## Deine Aufgabe
Schreib den Text über die Muffeljagd in der Rhön weiter, direkt im Anschluss an seinen letzten Satz.

## Auszug
>>>

Muffeljagd in der Rhön
Wildschafe im Schnee
Es ist noch früh am Morgen. Straßenlaternen erhellen den Parkplatz vor dem Rathaus. Mein Weg hat mich in die unterfränkische Marktgemeinde Wildflecken geführt. Dort wartet bereits der Förster auf mich. Die Zeit drängt. Schnell packe ich das Nötigste zusammen, und wir machen uns auf den Weg. Unser Ziel: der Truppenübungsplatz.
Das militärisch genutzte Gebiet umfasst insgesamt rund 7.300 Hektar. Davon liegen etwa 1/3 in Hessen und 2/3 in Bayern. Der Übungsplatz wurde 1936 errichtet. Nach dem Kriegsende wurde er von den Amerikanern übernommen. Heute gehört er der Bundesanstalt für Immobilienaufgaben (BImA) und wird von der Bundeswehr genutzt. Die BImA kümmert sich auch um die Bejagung der Fläche. Dafür ist das Gebiet in vier Reviere mit je einem Förster unterteilt. Diese werden wiederum von mehreren Begehungsscheininhabern unterstützt.
Die ersten Muffel kommen in Anblick
Wir biegen in den Wald ein. Im Scheinwerferlicht des Geländewagens erscheint eine Schranke. Daneben ein Schild, das vor dem Schießbetrieb warnt. „Alle Wege, die auf den Truppenübungsplatz führen, sind für die Öffentlichkeit gesperrt“, erklärt der Förster und steigt aus dem Auto. Mit einem Schlüssel öffnet er das Schloss. Wir können passieren.

<<<

Gespeicherte Dateneinträge:
>>>

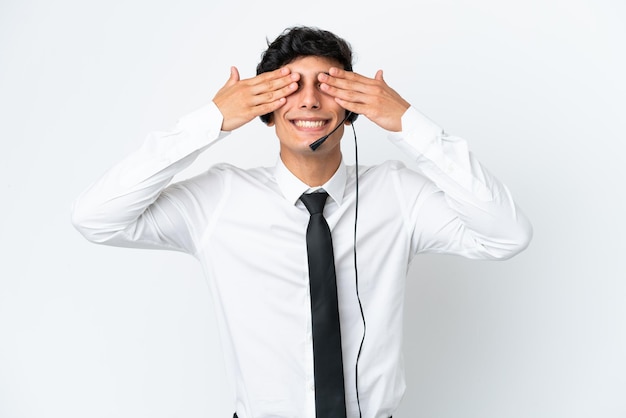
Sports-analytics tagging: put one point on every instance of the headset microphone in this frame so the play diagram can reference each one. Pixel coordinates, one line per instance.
(315, 145)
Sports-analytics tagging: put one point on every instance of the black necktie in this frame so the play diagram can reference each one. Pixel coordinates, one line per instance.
(330, 399)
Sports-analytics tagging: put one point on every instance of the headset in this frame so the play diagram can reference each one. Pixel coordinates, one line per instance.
(350, 116)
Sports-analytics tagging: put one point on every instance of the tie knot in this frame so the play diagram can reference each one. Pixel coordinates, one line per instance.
(314, 202)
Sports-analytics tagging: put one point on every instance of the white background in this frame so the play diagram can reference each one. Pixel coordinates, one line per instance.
(538, 89)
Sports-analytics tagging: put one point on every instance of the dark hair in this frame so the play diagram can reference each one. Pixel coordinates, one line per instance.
(303, 41)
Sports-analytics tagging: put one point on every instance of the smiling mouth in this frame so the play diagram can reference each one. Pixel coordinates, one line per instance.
(309, 123)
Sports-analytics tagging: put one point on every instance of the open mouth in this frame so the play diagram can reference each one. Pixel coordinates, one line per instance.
(309, 124)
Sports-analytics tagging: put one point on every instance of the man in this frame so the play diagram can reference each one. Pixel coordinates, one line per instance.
(248, 228)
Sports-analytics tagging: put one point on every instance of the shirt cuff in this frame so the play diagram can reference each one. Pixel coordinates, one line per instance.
(418, 130)
(205, 122)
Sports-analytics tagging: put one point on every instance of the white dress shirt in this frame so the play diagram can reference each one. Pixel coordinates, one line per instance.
(247, 228)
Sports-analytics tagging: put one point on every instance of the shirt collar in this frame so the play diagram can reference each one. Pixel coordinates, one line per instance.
(292, 187)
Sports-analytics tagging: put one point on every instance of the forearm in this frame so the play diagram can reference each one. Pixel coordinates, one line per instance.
(110, 209)
(483, 220)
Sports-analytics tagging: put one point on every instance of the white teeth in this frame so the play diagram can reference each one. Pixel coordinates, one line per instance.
(309, 123)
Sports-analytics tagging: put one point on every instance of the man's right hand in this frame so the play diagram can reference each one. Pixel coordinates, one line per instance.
(240, 101)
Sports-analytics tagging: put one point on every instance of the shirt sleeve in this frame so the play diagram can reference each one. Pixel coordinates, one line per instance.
(467, 211)
(130, 205)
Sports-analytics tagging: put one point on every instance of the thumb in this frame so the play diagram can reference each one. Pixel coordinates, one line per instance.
(234, 76)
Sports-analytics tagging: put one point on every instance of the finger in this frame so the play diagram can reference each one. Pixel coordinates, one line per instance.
(234, 76)
(346, 80)
(273, 95)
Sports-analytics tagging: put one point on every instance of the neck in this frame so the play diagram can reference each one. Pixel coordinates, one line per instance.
(313, 171)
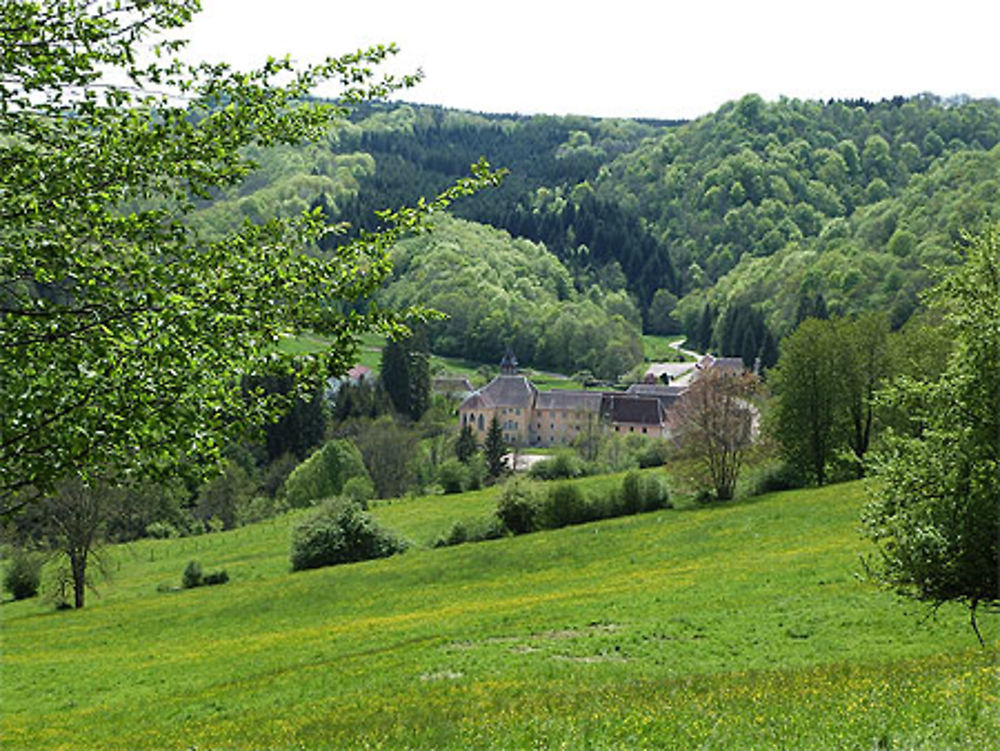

<<<

## Ergebnis
Weiter geht es auf einer geteerten Straße. Sieht wie eine ganz normale Straße aus, denke ich mir, eigentlich fehlt nur der weiße Mittelstreifen. Doch ein Schild mit einem abgebildeten Panzer verrät, dass hier auch andere Fahrzeuge unterwegs sind. Die Ringstraße führt einmal rund um den Truppenübungsplatz. Von dort gibt es verschiedene Zufahrten zu den Schießbahnen oder anderen militärischen Einrichtungen. Schließlich biegen wir auf einen Forstweg ab. Der Geländewagen kämpft sich durch den schweren Schnee. An einer Weggabelung kommt er zum Stehen. „Ab hier laufen wir“, sagt mein Begleiter.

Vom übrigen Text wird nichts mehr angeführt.